TEXTO DA PÁGINA:
━━━━━━━━

Possui como destinatário imediato o Ministério Público, que, conforme previsto no artigo 129, I, da Constituição Federal, é o titular da ação penal pública, e o ofendido, que é o titular da ação penal privada, conforme estabelece o artigo 30, do Código de Processo Penal. Já como destinatário mediato tem o juiz, que se utiliza dos elementos de informações constantes no inquérito policial, para o recebimento da peça inicial e para a formação do seu convencimento.
O inquérito n° 4.781, nomeado como “Inquérito das Fake News”, foi aberto em março de 2019, pelo ex-presidente do Supremo, Dias Toffoli, para investigar a existência de notícias falsas, denunciações caluniosas, ameaças e infrações revestidas de calúnia, difamação e injúria contra os ministros da Corte e de seus familiares.
Contudo, a abertura e a condução do Inquérito 4.781 mostra-se a existência de vícios passiveis de questionamentos e debates entre especialistas jurídicos.
3.1 Violação do sistema acusatório
Embora não haja no Brasil um consenso à despeito do sistema processual adotado, para maioria dos doutrinadores, o artigo 129, I, da Constituição Federal, na qual aduz que o Ministério Público é o titular exclusivo da ação penal pública, é um indicio de que predomina no país o sistema acusatório.
Todavia, refutando o sistema referido, na Portaria GP n. 69, de 14/03/2019, que deu início ao Inquérito das Fake News, é possível observar que foi instaurado de oficio pelo até então presidente da Suprema Corte, Dias Toffoli, bem como, foi designado o Ministro Alexandre de Moraes para que presidisse o feito, utilizando como justificativa o art. 43 do RISTF (Regimento Interno do Supremo Tribunal Federal), em que consta a seguinte redação: "Ocorrendo infração à lei penal na sede ou dependência do Tribunal, o Presidente instaurará inquérito, se envolver autoridade ou pessoa sujeita à sua jurisdição, ou delegará esta atribuição a outro Ministro" (STF, 1980, p. 03).

━━━━━━━━

DESAFIO 1: Informe quantas linhas das entradas contêm a palavra "wheel", considerando a diferença entre maiúsculas e minúsculas. Responda somente com o número.
O texto e as entradas foram tirados de fontes diferentes.

━━━━━━━━

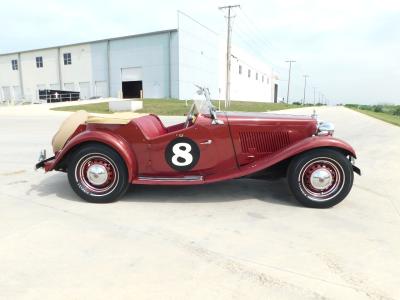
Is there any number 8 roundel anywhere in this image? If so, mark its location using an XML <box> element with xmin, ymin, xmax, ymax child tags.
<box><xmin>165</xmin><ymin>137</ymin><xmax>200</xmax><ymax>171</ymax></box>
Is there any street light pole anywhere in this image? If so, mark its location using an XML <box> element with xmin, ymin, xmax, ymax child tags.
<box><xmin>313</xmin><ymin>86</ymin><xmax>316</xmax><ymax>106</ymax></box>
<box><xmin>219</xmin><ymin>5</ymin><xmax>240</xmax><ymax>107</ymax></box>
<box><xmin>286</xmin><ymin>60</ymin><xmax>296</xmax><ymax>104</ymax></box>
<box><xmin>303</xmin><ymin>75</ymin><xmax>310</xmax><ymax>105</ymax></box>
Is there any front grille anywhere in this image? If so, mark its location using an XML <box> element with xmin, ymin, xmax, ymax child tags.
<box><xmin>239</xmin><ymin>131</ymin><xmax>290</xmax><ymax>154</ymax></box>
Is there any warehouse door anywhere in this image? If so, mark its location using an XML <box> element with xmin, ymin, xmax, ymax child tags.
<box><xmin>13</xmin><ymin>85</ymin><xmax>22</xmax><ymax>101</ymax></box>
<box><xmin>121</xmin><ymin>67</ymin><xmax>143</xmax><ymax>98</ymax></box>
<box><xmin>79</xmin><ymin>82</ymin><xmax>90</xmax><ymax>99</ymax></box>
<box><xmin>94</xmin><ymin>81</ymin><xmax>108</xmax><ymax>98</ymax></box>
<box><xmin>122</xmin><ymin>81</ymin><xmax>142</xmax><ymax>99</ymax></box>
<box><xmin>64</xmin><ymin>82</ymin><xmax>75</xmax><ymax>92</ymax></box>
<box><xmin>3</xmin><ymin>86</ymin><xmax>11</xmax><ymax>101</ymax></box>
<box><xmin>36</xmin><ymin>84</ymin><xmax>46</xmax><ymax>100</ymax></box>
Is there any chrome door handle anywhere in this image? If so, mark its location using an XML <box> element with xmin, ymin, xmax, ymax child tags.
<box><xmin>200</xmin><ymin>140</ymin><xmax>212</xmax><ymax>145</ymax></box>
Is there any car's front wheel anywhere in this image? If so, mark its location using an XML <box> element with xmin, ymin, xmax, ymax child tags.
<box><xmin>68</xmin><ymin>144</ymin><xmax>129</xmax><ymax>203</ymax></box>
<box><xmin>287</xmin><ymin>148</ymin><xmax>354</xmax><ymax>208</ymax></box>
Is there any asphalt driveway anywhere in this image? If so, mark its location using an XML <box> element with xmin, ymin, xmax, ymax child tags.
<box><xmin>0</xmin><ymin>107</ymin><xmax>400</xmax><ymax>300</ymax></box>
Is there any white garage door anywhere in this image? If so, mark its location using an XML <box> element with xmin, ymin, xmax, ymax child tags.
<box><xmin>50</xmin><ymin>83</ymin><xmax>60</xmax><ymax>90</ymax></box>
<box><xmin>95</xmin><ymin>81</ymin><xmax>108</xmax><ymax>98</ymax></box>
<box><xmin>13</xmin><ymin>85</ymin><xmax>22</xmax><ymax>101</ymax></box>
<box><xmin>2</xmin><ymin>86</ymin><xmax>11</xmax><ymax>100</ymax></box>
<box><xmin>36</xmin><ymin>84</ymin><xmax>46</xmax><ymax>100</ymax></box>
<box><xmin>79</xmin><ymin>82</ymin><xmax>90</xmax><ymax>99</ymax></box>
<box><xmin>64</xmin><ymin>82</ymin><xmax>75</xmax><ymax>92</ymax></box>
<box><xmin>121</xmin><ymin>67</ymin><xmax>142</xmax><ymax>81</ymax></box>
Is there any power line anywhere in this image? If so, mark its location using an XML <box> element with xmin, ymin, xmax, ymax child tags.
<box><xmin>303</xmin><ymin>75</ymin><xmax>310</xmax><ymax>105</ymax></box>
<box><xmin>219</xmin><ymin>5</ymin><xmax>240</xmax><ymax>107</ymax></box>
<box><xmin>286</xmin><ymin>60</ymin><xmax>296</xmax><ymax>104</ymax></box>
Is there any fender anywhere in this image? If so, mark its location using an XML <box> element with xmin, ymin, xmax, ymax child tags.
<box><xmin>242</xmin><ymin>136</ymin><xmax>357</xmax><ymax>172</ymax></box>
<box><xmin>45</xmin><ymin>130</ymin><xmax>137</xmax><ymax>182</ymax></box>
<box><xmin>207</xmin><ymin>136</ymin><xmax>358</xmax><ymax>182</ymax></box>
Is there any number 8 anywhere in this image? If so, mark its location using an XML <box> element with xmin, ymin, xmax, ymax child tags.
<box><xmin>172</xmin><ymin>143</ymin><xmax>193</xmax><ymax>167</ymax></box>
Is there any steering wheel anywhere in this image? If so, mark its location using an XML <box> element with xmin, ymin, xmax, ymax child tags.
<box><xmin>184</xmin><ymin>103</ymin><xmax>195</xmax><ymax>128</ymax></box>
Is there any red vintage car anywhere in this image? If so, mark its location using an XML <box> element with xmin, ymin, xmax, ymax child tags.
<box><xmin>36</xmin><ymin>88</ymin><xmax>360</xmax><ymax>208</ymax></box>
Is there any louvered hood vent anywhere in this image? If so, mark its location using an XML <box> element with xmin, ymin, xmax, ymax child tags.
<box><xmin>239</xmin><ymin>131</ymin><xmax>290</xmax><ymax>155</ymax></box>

━━━━━━━━

DESAFIO 2: Liste, sem repetir, todos os dispositivos legais e atos normativos citados no texto da página sobre o Inquérito das Fake News.

RESPOSTA COMPLETA 1: 2

RESPOSTA COMPLETA 2:
- Artigo 129, I, da Constituição Federal
- Artigo 30 do Código de Processo Penal
- Portaria GP n. 69, de 14/03/2019
- Art. 43 do RISTF (Regimento Interno do Supremo Tribunal Federal)